* _WHAT IS NEEDED_
Reproduce every one of the following rows verbatim, changing nothing.
── RECORDS TO PROCESS ──
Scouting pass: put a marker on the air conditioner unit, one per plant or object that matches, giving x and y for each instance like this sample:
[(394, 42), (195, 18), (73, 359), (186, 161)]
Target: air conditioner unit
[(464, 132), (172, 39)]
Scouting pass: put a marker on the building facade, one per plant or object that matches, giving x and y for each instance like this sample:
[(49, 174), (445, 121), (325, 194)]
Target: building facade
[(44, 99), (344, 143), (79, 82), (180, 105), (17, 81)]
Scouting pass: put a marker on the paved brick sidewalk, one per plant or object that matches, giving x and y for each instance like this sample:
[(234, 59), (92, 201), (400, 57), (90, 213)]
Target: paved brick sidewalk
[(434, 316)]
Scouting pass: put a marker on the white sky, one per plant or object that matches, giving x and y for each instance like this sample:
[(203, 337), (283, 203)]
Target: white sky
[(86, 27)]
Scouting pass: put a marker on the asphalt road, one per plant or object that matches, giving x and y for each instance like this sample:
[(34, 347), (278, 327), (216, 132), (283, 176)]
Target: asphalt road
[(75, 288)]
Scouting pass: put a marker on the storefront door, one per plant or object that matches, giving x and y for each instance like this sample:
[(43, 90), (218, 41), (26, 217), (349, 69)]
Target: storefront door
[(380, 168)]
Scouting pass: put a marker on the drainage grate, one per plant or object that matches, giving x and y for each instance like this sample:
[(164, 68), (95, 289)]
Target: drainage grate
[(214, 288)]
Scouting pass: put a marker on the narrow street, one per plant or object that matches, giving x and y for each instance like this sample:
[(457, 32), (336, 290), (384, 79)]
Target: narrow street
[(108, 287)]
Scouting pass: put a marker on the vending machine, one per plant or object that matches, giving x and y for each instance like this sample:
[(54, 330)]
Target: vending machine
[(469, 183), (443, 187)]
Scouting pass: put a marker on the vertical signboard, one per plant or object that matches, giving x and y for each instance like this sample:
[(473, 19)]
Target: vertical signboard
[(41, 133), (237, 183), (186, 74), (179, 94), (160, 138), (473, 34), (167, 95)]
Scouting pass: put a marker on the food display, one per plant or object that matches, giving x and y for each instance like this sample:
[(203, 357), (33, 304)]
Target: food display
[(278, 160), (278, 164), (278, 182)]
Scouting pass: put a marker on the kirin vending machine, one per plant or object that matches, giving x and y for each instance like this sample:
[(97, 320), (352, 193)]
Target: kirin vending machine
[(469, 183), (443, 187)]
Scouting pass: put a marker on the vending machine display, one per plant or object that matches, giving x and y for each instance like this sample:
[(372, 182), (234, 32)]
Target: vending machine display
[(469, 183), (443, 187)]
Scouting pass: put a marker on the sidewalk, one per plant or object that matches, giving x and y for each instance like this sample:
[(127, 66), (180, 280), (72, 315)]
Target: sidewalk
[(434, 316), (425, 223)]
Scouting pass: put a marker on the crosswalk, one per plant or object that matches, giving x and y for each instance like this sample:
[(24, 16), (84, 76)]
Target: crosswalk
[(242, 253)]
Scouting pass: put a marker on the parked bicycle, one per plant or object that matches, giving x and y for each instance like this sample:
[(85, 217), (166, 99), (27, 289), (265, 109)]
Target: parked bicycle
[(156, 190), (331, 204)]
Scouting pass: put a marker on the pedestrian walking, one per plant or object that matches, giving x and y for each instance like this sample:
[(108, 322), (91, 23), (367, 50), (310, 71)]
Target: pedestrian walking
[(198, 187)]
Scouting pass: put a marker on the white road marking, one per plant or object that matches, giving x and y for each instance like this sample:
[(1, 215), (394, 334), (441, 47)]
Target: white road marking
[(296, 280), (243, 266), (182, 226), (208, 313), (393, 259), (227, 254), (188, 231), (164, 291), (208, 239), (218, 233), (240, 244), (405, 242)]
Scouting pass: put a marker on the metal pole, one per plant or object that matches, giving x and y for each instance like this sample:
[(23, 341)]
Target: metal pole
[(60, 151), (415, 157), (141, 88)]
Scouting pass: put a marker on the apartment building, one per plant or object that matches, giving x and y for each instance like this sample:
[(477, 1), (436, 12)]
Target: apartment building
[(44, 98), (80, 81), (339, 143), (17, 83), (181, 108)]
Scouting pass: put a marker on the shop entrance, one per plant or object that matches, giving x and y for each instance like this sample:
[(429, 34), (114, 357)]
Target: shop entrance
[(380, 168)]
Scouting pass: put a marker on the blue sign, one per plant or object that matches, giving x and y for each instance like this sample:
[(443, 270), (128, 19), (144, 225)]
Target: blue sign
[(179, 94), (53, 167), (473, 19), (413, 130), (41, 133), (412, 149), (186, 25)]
───
* _FINISHED EXERCISE_
Scouting pass: put a marker on the air conditioner unit, one per plant or object that matches, giving x and y for each instance like this sample:
[(394, 42), (195, 18), (73, 359), (186, 161)]
Target: air conditioner unit
[(464, 132), (172, 39)]
Scouting pass: put a marker on the building facade, one per plant or object that matches, giving x and y for each instance like this sample:
[(49, 174), (445, 121), (325, 194)]
Target: building facade
[(44, 99), (344, 143), (79, 82), (180, 105), (17, 81)]
Scouting pass: put a marker on the paved brick sidewalk, one per plant or object that matches, giving x and y for each instance like this sample:
[(234, 59), (92, 201), (400, 57), (90, 213)]
Target: paved brick sidewalk
[(434, 316)]
Scouting pass: put a marker on the white sky, one per plant or object that matches, giving x and y for each instance like this sample:
[(203, 337), (283, 203)]
Target: white sky
[(86, 27)]
Scouting pass: put a marker on the asphalt road, one per plant or object that matches, giving x and y for each instance like this sample:
[(34, 347), (278, 327), (216, 132), (283, 176)]
Target: asphalt road
[(75, 288)]
Scouting pass: put a marker on the storefront door, one per plant or object that matches, giving x and y for each instance like this sample:
[(43, 90), (218, 41), (26, 217), (349, 69)]
Target: storefront door
[(380, 168)]
Scouting pass: put a marker on the drainage grate, one per plant or object that matches, giving x and y for each instance like this sample:
[(164, 68), (95, 289)]
Target: drainage grate
[(214, 288)]
Scouting pass: put a marker on the narrow street, one per plant or object that matches, giving x and y for each instance like this sample:
[(457, 32), (336, 290), (384, 79)]
Target: narrow street
[(108, 287)]
Scouting pass: put a marker on the vending machine, one per plant or object that matches, giving x and y for each instance like this sample:
[(54, 330)]
Target: vending machine
[(469, 183), (443, 187)]
Scouting pass: put a marker on the vertical signboard, one per plant or object that matches, giving x and y for each instance like this sample:
[(473, 19)]
Target: vertical signboard
[(41, 133), (237, 183), (186, 74), (179, 94), (160, 138), (473, 34), (167, 95)]
Scouting pass: put a marker on the food display, one per plant or object that matches, giving x and y for each instance like this sample:
[(203, 357), (33, 304)]
Target: food display
[(278, 160), (278, 164), (278, 182)]
Scouting pass: put a marker on the kirin vending machine, one per plant or object that matches, giving x and y for each instance like this sample:
[(97, 320), (352, 193)]
Target: kirin vending machine
[(469, 183), (443, 187)]
Scouting pass: put a marker on the vending machine display, one per plant or object that matches, giving x and y for each instance like this sample:
[(372, 182), (234, 32)]
Target: vending machine display
[(469, 183), (443, 187)]
Scouting pass: put a marker on the sidewalk, one per plant or object that matches, giving x and y for each instance like this sample:
[(127, 66), (180, 280), (72, 315)]
Target: sidewalk
[(434, 316), (425, 223)]
Scouting pass: put a marker on the crosswalk, one per plant or object that matches, giving x and y for each instance like this sample:
[(24, 16), (84, 76)]
Target: crosswalk
[(242, 253)]
Scouting pass: put a marker on the parked bicycle, one per plant or object that matches, giving x and y for each instance like this sample:
[(85, 217), (166, 99), (27, 289), (265, 109)]
Target: parked bicycle
[(156, 190), (331, 204)]
Scouting pass: put a marker on the pedestrian walking, one per plant or object that matches, giving x and y for each instance like this sample:
[(108, 322), (91, 23), (367, 50), (310, 71)]
Target: pedestrian walking
[(198, 187)]
Scouting pass: put a marker on the white road marking, one per plant or object that matches, giving x and y for each instance like this sample:
[(1, 215), (394, 334), (441, 47)]
Target: white road marking
[(296, 280), (243, 266), (182, 226), (208, 313), (393, 259), (227, 254), (188, 231), (164, 291), (208, 239), (218, 233), (240, 244), (405, 242)]
Scouting pass: put a marker on the metal pole, one per plant or object that matches, giving x and y for each instance like this sample:
[(23, 341)]
Target: metal pole
[(60, 151), (415, 157), (141, 88)]
Scouting pass: put a marker on the apartment building, one per plant or object that matches, giving x and y for each instance like this sample:
[(477, 1), (436, 12)]
Target: apartment building
[(44, 98), (80, 81), (339, 143), (17, 83), (181, 108)]
Scouting pass: put a marker on the shop entrance, one per plant or object that matches, giving x and y for each instance like this sample:
[(429, 34), (114, 357)]
Target: shop entrance
[(380, 168)]
Scouting pass: put a marker on the blue sign, one per plant or object that matches, giving x and y for each instance like this sample:
[(443, 270), (128, 19), (144, 225)]
Target: blue sign
[(179, 94), (53, 167), (473, 19), (413, 130), (41, 133), (412, 149), (186, 25)]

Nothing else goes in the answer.